**TEXT SHOWN:**
····················
WriteColumnAsync throwing exception when serializing Int32
See original GitHub issueIssue description
Issue:
I have the following function that serializes a datatable into a memory stream. For some reason when it tries to serialize the first column “ID” which is of type System.Int32, I get the error “failed to encode data page data for column ID (System.Int32)” The overall goal is to serialize a generic object. The service reads in settings from a database that has table names that indicate what the service should serialize and store so I generate a schema as shown below in the GenerateSchema() code and then serialize the data in CreateStreamFromDataTable(). Any idea why the line await rgw.WriteColumnAsync(new Parquet.Data.DataColumn(fields[i], valuesArray)); would throw that error (failed to encode data page data for column ID (System.Int32)) when the type is int?
Stack Trace:
at Parquet.File.DataColumnWriter.WriteColumnAsync(DataColumn column, SchemaElement tse, Int32 maxRepetitionLevel, Int32 maxDefinitionLevel, CancellationToken cancellationToken) at Parquet.File.DataColumnWriter.WriteAsync(FieldPath fullPath, DataColumn column, CancellationToken cancellationToken) at Parquet.ParquetRowGroupWriter.WriteColumnAsync(DataColumn column, CancellationToken cancellationToken) at ParquetArchiverService.CreateStreamFromDataTable(IReadOnlyList`1 fields, DataTable dt, String tableName) in C:\ParquetArchiverService.cs:line 363
Code:
private List<DataField> GenerateSchema(DataTable dt)
····················
**PROVIDED MATERIAL:**
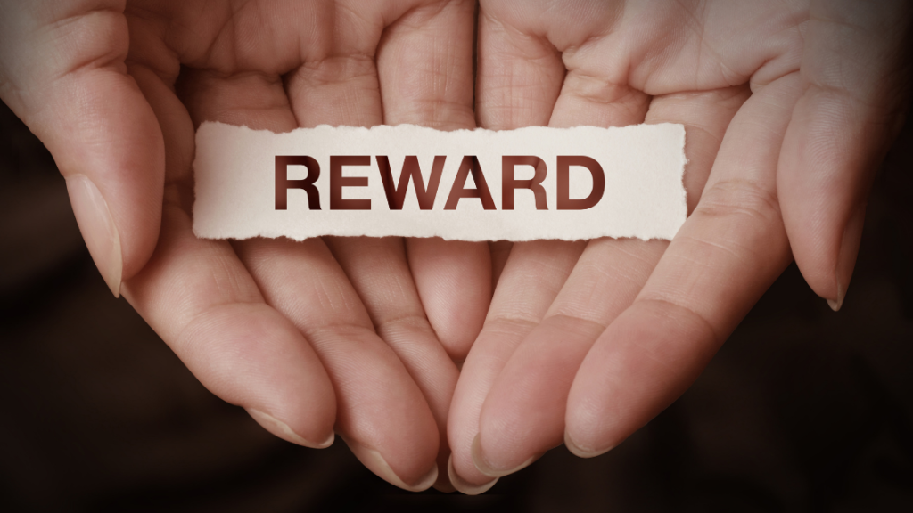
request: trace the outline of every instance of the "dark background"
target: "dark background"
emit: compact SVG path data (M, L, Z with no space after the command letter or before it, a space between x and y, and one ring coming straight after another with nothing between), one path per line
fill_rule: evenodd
····················
**TO BE DONE:**
1. Repeat the Int32 issue text between "WriteColumnAsync throwing exception" and "type is int?", inclusive, switching "memory stream" to "file stream".
2. Based on the Int32 issue text, is each statement correct? (a) The first column, ID, has the type System.Int32. (b) The service reads table names from a configuration file. (c) The schema is generated in CreateStreamFromDataTable().

**SOLVED TASKS:**
1.
WriteColumnAsync throwing exception when serializing Int32
See original GitHub issueIssue description
Issue:
I have the following function that serializes a datatable into a file stream. For some reason when it tries to serialize the first column “ID” which is of type System.Int32, I get the error “failed to encode data page data for column ID (System.Int32)” The overall goal is to serialize a generic object. The service reads in settings from a database that has table names that indicate what the service should serialize and store so I generate a schema as shown below in the GenerateSchema() code and then serialize the data in CreateStreamFromDataTable(). Any idea why the line await rgw.WriteColumnAsync(new Parquet.Data.DataColumn(fields[i], valuesArray)); would throw that error (failed to encode data page data for column ID (System.Int32)) when the type is int?

2.
(a) Yes: "the first column “ID” which is of type System.Int32"
(b) No: "The service reads in settings from a database that has table names"
(c) No: "I generate a schema as shown below in the GenerateSchema() code"